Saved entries
= Beginning of Section =

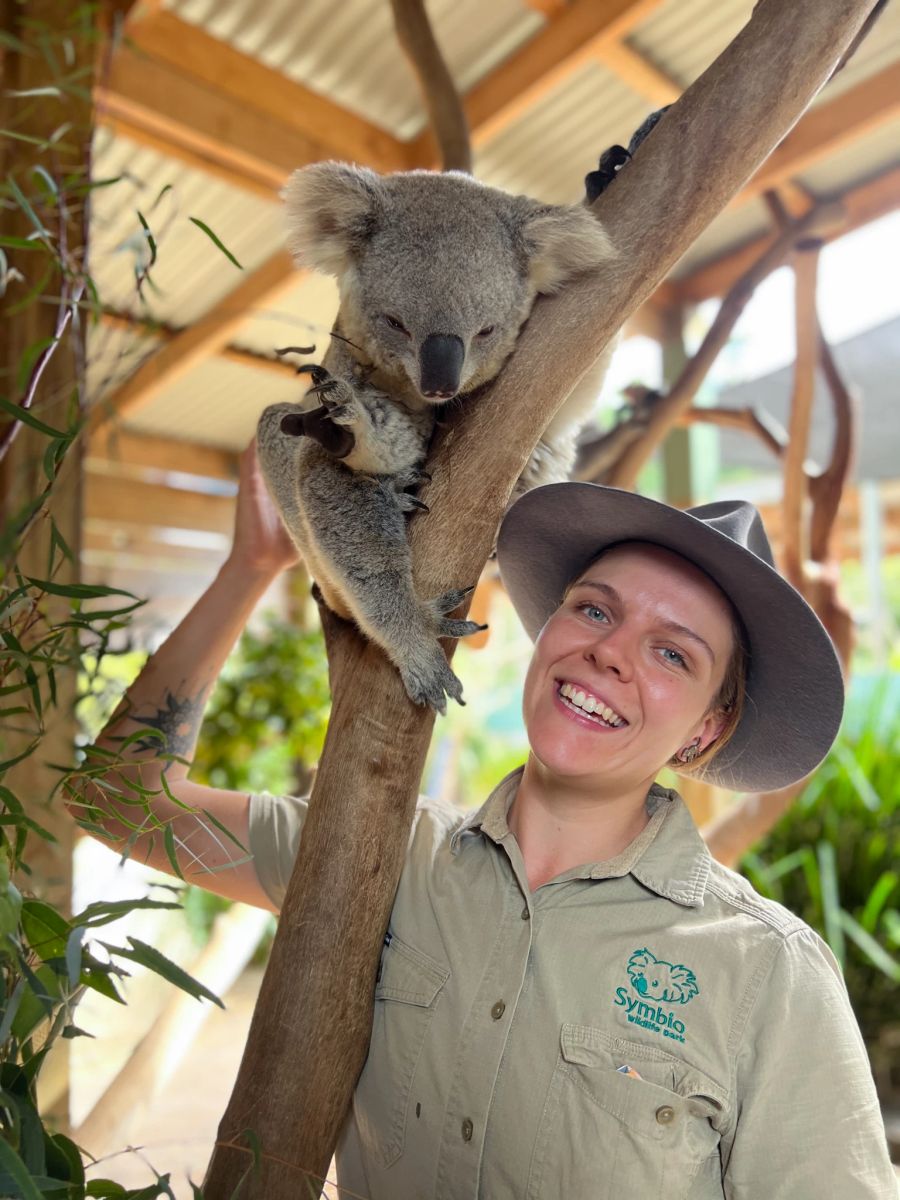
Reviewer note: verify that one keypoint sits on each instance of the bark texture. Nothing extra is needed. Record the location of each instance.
(309, 1038)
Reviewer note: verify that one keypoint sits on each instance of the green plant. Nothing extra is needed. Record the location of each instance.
(265, 720)
(834, 858)
(54, 630)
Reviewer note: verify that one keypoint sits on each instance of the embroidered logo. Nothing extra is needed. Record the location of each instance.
(654, 978)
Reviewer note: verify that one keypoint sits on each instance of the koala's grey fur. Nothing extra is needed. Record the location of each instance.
(456, 265)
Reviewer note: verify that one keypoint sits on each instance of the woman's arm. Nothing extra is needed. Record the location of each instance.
(166, 705)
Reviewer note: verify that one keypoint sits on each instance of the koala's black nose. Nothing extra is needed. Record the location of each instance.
(441, 363)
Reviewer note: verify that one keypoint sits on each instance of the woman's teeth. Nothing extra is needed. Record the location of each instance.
(587, 703)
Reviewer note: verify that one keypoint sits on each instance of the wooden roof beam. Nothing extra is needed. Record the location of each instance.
(862, 204)
(639, 73)
(828, 127)
(571, 37)
(196, 54)
(221, 112)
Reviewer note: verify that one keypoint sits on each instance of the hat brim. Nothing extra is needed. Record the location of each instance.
(795, 689)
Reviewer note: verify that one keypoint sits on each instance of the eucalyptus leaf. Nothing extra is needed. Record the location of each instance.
(150, 958)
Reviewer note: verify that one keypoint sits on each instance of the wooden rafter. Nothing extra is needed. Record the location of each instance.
(639, 73)
(570, 40)
(195, 54)
(208, 336)
(829, 127)
(167, 334)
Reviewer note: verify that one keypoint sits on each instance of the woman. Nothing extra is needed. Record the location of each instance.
(574, 1000)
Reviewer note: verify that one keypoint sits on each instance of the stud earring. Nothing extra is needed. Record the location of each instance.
(689, 753)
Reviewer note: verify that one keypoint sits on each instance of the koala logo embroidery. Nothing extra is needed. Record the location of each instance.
(655, 979)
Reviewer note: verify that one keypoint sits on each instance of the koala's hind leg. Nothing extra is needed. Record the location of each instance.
(360, 532)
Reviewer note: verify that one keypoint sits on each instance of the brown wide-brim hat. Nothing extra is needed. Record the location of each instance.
(795, 690)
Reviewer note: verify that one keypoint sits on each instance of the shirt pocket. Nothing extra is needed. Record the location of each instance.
(407, 990)
(605, 1135)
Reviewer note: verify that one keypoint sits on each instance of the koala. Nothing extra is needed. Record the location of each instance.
(437, 274)
(655, 979)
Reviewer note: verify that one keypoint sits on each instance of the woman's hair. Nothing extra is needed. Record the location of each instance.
(730, 697)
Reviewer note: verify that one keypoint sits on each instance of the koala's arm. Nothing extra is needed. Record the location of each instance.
(377, 433)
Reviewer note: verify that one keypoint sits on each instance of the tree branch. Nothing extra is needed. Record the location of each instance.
(309, 1038)
(681, 396)
(442, 100)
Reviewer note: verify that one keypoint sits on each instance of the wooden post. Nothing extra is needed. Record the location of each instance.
(310, 1033)
(34, 115)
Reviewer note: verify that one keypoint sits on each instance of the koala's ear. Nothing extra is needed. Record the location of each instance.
(333, 209)
(562, 243)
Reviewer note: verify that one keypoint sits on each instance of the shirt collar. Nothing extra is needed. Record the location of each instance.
(669, 856)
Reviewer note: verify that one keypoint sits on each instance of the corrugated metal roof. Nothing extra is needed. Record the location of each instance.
(301, 316)
(349, 51)
(871, 364)
(684, 36)
(550, 149)
(879, 51)
(191, 274)
(217, 403)
(857, 162)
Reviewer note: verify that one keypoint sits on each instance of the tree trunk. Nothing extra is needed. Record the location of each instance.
(309, 1038)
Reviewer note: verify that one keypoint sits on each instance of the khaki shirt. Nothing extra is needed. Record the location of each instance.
(504, 1021)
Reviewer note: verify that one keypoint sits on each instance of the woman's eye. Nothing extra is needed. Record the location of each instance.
(396, 324)
(673, 657)
(593, 612)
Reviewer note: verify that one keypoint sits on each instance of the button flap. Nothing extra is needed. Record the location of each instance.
(408, 976)
(588, 1047)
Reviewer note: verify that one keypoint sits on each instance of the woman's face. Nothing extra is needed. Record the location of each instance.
(642, 639)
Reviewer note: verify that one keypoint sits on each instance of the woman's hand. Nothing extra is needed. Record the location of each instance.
(261, 541)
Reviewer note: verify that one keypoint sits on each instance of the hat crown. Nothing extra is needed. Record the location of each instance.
(738, 521)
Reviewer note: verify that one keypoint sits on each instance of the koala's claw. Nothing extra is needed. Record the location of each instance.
(342, 414)
(450, 600)
(450, 628)
(323, 387)
(407, 503)
(431, 685)
(319, 375)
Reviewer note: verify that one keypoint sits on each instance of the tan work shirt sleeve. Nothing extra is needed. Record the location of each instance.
(275, 826)
(809, 1125)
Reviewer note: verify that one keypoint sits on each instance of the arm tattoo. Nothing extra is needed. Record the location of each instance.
(178, 721)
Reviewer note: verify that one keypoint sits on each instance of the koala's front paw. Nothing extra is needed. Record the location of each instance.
(407, 503)
(430, 681)
(340, 400)
(449, 627)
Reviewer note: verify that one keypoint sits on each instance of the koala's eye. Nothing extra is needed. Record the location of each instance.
(396, 324)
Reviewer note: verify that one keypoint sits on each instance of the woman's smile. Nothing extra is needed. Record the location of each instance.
(587, 707)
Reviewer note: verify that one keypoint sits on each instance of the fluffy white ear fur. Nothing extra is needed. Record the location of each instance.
(562, 243)
(331, 208)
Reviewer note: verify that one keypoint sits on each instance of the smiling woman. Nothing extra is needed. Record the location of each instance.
(574, 999)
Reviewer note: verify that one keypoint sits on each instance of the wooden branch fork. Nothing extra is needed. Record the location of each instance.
(310, 1033)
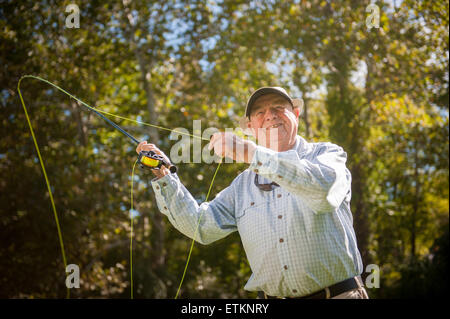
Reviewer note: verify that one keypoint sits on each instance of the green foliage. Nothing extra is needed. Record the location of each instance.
(382, 94)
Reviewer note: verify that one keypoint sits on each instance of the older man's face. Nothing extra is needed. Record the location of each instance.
(274, 122)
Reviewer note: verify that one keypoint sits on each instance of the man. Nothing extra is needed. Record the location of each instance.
(291, 207)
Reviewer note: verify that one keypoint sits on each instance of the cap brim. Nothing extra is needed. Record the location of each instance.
(263, 91)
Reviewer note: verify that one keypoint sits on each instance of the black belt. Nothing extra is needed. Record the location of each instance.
(326, 293)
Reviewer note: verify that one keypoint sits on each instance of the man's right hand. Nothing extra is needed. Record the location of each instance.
(144, 146)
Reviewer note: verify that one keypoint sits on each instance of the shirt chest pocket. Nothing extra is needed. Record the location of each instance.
(258, 215)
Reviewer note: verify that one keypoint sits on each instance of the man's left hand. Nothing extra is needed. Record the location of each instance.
(227, 144)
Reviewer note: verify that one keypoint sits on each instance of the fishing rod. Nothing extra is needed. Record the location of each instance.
(146, 159)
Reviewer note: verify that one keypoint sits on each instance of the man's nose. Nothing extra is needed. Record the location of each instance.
(270, 114)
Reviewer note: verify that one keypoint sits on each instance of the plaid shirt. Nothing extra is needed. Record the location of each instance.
(298, 238)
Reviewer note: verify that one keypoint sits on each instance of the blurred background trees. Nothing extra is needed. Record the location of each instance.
(381, 93)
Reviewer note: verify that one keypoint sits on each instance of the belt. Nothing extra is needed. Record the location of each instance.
(327, 292)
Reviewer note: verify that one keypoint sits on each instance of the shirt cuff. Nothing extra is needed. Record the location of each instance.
(164, 188)
(264, 161)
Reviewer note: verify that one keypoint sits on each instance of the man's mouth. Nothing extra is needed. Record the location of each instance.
(274, 126)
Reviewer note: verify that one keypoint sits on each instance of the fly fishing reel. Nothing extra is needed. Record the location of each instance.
(151, 160)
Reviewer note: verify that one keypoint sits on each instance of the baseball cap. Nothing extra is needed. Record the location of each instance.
(268, 90)
(263, 91)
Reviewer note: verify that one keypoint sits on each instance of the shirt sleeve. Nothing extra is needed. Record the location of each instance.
(321, 179)
(204, 223)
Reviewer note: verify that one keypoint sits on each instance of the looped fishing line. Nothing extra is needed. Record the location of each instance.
(61, 242)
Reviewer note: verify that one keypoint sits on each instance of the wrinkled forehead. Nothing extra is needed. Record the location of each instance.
(269, 100)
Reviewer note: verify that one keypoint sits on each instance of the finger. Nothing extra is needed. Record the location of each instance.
(212, 141)
(139, 147)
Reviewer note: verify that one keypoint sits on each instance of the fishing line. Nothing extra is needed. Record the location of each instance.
(98, 112)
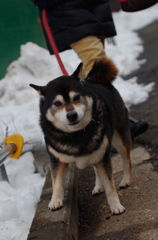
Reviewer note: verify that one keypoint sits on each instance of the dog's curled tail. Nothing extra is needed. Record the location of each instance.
(103, 71)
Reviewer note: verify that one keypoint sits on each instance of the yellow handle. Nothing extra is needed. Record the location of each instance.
(18, 141)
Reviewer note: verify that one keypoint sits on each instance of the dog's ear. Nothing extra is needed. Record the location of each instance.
(39, 89)
(78, 72)
(103, 71)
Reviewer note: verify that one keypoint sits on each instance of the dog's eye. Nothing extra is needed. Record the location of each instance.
(76, 98)
(57, 103)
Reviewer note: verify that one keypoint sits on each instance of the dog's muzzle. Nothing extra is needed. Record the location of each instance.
(72, 117)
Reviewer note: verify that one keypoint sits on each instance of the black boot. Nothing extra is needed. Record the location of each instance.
(137, 127)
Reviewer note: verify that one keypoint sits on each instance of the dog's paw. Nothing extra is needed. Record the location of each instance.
(117, 209)
(97, 190)
(125, 183)
(55, 204)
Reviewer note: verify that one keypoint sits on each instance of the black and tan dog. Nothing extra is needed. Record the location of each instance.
(81, 120)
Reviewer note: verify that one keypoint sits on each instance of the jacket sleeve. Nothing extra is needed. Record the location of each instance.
(46, 3)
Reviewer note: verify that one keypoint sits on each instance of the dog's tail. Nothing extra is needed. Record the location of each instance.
(103, 71)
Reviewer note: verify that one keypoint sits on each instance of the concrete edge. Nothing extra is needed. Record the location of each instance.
(61, 224)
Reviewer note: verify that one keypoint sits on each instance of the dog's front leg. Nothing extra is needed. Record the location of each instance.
(58, 173)
(110, 189)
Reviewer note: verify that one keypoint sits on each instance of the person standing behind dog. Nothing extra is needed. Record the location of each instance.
(83, 25)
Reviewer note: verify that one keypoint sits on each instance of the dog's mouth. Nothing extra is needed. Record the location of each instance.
(74, 123)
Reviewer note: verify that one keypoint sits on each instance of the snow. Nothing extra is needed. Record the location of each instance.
(19, 111)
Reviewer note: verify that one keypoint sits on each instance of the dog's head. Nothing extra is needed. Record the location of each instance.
(66, 102)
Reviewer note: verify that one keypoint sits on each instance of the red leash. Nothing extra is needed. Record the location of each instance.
(52, 41)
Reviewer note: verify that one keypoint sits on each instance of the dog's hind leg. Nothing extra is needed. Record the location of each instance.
(98, 184)
(123, 147)
(104, 170)
(58, 177)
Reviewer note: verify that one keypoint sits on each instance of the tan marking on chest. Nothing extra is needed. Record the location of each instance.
(83, 161)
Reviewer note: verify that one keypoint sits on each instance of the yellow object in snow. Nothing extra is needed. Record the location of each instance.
(16, 143)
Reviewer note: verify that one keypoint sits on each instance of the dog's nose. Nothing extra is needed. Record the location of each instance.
(72, 116)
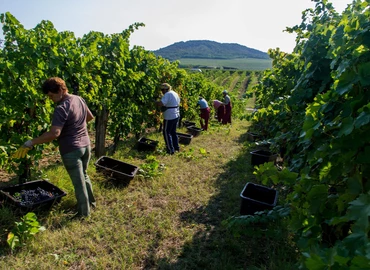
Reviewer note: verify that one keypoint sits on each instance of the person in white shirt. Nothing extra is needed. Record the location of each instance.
(227, 103)
(204, 113)
(169, 103)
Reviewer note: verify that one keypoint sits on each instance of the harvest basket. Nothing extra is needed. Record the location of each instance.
(33, 195)
(184, 138)
(145, 144)
(255, 198)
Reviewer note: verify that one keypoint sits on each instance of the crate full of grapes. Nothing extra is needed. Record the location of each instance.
(30, 196)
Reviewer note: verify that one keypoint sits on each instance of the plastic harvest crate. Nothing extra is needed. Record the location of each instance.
(116, 169)
(252, 136)
(255, 198)
(188, 123)
(184, 138)
(262, 156)
(145, 144)
(195, 131)
(7, 193)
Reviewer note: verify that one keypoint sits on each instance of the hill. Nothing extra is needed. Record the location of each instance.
(205, 49)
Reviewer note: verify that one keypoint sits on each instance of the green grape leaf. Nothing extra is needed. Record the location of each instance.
(362, 119)
(346, 127)
(364, 72)
(360, 207)
(314, 262)
(364, 156)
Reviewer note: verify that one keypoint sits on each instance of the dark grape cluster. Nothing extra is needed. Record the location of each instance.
(29, 197)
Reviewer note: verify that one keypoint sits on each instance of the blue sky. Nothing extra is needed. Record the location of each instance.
(257, 24)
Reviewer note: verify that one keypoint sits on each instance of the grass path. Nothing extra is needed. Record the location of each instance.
(171, 220)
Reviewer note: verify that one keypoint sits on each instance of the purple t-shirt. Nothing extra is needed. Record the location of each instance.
(70, 114)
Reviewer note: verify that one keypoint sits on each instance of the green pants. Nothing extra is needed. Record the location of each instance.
(76, 163)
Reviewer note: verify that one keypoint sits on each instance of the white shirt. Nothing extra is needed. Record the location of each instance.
(171, 99)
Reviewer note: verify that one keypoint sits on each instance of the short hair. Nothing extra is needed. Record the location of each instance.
(165, 86)
(53, 85)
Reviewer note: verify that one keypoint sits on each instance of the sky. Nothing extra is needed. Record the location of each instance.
(257, 24)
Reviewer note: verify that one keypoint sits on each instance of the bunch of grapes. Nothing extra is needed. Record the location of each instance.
(29, 197)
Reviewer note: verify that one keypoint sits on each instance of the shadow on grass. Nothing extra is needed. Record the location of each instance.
(264, 247)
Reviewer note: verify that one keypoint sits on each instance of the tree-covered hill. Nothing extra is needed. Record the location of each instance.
(209, 50)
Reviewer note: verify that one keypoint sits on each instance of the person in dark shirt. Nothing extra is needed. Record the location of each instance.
(69, 127)
(204, 113)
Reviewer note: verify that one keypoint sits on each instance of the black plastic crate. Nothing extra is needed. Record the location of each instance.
(116, 169)
(145, 144)
(12, 195)
(252, 137)
(255, 198)
(262, 156)
(188, 123)
(184, 138)
(195, 131)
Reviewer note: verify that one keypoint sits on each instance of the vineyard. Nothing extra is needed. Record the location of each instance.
(312, 108)
(119, 85)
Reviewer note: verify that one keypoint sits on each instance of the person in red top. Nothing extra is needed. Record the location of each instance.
(204, 113)
(220, 110)
(227, 103)
(69, 127)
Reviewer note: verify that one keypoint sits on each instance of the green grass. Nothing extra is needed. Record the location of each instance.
(168, 217)
(251, 64)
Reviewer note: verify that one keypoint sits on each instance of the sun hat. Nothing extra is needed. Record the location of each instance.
(165, 86)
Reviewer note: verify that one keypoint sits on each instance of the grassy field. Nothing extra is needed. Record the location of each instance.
(240, 63)
(168, 217)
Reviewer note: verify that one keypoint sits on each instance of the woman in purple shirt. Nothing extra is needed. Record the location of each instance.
(69, 128)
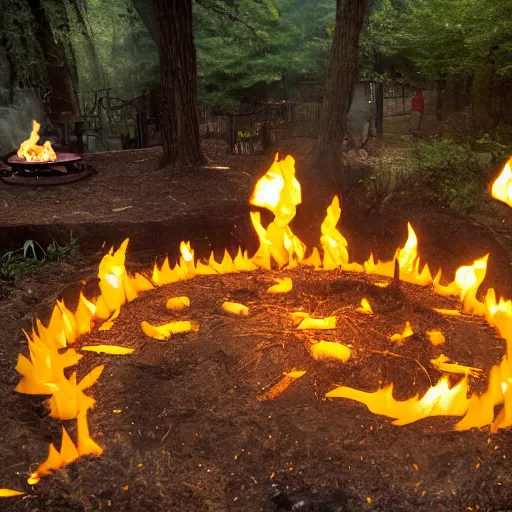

= End of Section =

**Work request:** In the records above, locate the line with "the woman in"; output it and each line after it through the last one, exactly, omitting pictures.

**Answer for this exercise:**
Reviewer note: verify that one keypoint sits on each instance of the woman in purple shirt. Nothing extra is needed. Record the location of each instance.
(69, 128)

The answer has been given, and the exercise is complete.